Martina Averbeck  |  Hansainvest Real Assets

Nachhaltigkeit in der Immobilienwirtschaft ist kein Modethema, sondern eine bleibende Erscheinung – auch in Coronazeiten –, die gerade erst so richtig Fahrt aufnimmt. Seien es die wachsenden Ansprüche der großen Unternehmen als Mieter von Büroimmobilien, die immer stärker auch nach ESG-Kriterien (Environment Social Governance) entscheidenden Investoren oder die zunehmende Regulierungsdichte in diesem Bereich: Die Auslöser sind vielfältig.

Assetmanager im Immobilienbereich können entsprechende Kriterien längst nicht mehr ignorieren. Was der Branche noch fehlt, sind gemeinsame ESG-Branchenstandards auf nationaler oder besser auf internationaler Ebene. Zudem sollten sich wirklich alle Stakeholder einer Immobilie zu entsprechenden Maßnahmen verpflichten, was noch viel zu selten der Fall ist. Eine Möglichkeit, dies zu ändern, sind „grüne“ Mietverträge, sogenannte Green Leases. Zugegeben, es gibt noch viel Luft nach oben.

================================

Aufgabe 1: Geben Sie den Absatz des Textes über Nachhaltigkeit in der Immobilienwirtschaft, der mit „Assetmanager im Immobilienbereich“ beginnt, als knappe Stichpunktliste wieder.

Eingabedaten:

================================

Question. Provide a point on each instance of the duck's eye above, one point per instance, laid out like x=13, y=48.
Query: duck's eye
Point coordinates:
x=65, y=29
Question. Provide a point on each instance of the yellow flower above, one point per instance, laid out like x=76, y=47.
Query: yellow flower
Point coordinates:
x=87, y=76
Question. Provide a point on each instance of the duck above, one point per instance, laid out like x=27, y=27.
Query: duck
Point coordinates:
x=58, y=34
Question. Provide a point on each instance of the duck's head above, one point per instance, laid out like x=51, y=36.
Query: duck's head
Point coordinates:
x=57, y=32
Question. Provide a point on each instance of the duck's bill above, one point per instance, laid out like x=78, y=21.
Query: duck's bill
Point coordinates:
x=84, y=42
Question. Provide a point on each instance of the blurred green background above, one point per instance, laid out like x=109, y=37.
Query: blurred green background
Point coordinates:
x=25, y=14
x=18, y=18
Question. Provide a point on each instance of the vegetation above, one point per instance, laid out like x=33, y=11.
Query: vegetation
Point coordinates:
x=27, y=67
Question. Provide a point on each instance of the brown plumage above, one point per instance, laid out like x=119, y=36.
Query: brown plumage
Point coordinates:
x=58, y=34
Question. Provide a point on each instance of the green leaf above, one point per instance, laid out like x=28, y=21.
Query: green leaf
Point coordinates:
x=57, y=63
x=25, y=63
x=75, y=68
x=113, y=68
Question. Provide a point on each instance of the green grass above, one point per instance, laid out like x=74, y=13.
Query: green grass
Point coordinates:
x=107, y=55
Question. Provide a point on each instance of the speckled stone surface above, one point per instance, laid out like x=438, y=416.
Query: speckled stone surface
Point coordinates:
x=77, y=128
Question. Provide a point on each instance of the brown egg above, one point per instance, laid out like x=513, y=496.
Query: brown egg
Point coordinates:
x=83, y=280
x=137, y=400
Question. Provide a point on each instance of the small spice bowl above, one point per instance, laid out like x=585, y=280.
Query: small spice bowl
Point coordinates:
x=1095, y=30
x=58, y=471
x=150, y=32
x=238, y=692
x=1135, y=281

================================

Aufgabe 2: Schreiben Sie aus den Einträgen die Zeilen ab, beginnend mit der Zeile, die „Question. Provide a point on each instance of the vegetation“ enthält, bis einschließlich der Zeile, die „x=107, y=55“ enthält.

Antwort 1:
- Assetmanager im Immobilienbereich können ESG-Kriterien nicht mehr ignorieren.
- Der Branche fehlen gemeinsame ESG-Standards, national oder besser international.
- Alle Stakeholder einer Immobilie sollten sich zu entsprechenden Maßnahmen verpflichten, was noch viel zu selten geschieht.
- Eine Möglichkeit, dies zu ändern, sind „grüne“ Mietverträge (Green Leases).
- Es gibt noch viel Luft nach oben.

Antwort 2:
Question. Provide a point on each instance of the vegetation above, one point per instance, laid out like x=33, y=11.
Query: vegetation
Point coordinates:
x=27, y=67
Question. Provide a point on each instance of the brown plumage above, one point per instance, laid out like x=119, y=36.
Query: brown plumage
Point coordinates:
x=58, y=34
Question. Provide a point on each instance of the green leaf above, one point per instance, laid out like x=28, y=21.
Query: green leaf
Point coordinates:
x=57, y=63
x=25, y=63
x=75, y=68
x=113, y=68
Question. Provide a point on each instance of the green grass above, one point per instance, laid out like x=74, y=13.
Query: green grass
Point coordinates:
x=107, y=55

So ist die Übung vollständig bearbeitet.